• [Detalhes da tarefa]
Por favor, conte as linhas da listagem abaixo que contêm a palavra "distant" e informe só o número.

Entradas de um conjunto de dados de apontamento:
::::
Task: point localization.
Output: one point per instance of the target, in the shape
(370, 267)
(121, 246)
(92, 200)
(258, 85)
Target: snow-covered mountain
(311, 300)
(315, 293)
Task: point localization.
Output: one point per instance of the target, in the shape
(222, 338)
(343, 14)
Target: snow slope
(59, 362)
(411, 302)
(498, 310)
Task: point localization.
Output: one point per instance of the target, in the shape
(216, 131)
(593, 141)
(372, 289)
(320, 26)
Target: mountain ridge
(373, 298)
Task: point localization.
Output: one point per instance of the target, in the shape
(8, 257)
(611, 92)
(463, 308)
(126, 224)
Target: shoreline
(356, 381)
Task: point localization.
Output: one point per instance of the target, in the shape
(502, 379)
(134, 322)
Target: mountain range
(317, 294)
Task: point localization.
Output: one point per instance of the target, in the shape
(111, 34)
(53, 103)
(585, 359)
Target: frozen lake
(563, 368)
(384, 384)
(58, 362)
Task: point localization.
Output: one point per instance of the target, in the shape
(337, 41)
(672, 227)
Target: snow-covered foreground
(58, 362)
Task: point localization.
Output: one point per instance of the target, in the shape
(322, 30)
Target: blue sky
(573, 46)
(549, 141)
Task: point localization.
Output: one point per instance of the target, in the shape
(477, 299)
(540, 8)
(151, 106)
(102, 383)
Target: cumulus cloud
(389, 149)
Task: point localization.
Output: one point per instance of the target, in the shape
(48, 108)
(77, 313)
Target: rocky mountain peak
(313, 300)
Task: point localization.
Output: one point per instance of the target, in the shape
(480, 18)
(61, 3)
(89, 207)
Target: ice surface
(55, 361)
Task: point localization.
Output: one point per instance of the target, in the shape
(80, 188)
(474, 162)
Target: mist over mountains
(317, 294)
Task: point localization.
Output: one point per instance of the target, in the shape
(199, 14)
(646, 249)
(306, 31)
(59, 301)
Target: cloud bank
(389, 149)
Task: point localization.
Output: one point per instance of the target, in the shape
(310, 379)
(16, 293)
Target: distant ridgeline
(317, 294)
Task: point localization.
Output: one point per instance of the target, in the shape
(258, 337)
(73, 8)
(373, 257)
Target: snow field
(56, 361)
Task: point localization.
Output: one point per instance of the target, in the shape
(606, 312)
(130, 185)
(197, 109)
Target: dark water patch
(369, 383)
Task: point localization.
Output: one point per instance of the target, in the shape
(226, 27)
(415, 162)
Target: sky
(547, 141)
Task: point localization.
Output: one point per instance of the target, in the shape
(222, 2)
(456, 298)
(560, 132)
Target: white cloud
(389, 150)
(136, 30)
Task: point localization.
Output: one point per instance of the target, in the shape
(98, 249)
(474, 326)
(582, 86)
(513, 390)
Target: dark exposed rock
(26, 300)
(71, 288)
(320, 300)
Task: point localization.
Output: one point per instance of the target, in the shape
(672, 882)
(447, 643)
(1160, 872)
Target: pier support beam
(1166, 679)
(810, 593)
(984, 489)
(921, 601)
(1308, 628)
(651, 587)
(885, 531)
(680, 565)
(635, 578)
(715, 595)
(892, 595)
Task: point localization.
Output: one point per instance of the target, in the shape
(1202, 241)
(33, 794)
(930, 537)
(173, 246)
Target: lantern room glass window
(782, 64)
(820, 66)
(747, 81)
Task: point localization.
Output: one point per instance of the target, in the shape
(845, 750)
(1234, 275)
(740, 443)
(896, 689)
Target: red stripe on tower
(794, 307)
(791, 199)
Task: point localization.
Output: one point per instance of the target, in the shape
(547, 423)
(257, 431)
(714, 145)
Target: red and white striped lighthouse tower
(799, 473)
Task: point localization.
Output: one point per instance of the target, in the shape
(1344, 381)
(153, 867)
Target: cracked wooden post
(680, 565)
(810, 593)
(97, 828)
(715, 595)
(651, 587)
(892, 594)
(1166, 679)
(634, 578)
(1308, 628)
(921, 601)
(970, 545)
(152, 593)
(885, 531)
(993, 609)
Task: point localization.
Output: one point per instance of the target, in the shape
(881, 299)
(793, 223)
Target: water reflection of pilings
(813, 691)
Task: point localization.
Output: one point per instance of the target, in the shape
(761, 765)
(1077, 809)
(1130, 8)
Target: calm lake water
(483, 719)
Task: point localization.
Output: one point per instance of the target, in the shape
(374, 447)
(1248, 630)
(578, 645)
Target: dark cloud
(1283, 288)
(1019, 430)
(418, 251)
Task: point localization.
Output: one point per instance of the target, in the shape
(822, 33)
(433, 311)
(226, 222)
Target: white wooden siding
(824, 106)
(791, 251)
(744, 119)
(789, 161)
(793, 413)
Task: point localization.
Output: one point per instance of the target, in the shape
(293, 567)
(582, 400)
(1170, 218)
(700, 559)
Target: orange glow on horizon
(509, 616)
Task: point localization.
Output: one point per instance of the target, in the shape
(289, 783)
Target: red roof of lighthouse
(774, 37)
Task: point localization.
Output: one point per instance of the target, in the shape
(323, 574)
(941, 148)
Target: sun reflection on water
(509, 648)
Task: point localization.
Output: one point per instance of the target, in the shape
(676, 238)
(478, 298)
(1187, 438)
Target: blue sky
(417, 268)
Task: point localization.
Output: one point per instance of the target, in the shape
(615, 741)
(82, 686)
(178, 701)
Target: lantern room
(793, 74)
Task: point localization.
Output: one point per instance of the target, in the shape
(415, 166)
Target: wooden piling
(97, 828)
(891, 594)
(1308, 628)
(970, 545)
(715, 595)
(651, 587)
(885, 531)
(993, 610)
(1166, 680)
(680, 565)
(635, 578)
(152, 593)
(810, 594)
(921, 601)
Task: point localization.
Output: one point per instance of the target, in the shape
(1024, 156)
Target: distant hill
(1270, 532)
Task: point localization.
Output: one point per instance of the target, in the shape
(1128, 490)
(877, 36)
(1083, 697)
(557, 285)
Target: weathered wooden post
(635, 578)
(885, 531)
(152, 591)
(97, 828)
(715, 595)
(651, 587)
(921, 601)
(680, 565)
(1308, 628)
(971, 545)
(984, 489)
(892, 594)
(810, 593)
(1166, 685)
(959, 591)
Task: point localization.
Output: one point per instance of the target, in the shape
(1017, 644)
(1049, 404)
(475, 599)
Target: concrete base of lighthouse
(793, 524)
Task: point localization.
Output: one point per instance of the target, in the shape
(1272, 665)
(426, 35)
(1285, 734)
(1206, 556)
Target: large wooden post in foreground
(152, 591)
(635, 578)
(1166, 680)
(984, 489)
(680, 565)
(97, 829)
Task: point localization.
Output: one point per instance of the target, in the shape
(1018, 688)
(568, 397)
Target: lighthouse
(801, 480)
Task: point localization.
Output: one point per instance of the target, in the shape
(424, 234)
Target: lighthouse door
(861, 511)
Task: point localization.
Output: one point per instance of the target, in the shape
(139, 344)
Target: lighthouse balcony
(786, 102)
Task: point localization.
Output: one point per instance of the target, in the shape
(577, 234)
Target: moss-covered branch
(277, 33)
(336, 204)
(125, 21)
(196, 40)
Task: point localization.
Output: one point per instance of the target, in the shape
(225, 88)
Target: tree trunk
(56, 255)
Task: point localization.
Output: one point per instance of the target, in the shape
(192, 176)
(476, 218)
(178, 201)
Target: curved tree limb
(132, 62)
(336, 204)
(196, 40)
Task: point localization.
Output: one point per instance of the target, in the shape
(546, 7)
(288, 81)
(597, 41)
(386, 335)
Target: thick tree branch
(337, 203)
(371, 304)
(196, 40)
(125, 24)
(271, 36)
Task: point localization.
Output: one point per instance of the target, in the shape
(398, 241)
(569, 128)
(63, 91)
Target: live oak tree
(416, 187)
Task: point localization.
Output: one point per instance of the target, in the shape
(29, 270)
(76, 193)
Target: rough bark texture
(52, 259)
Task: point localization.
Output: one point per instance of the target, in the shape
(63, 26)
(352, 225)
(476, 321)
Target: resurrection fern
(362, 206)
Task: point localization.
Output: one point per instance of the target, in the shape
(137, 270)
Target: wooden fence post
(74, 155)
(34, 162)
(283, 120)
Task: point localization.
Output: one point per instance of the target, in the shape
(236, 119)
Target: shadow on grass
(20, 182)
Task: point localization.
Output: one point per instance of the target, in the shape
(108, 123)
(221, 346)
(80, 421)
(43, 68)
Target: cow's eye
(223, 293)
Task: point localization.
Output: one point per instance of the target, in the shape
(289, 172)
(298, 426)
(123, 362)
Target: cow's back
::::
• [Problema resolvido]
2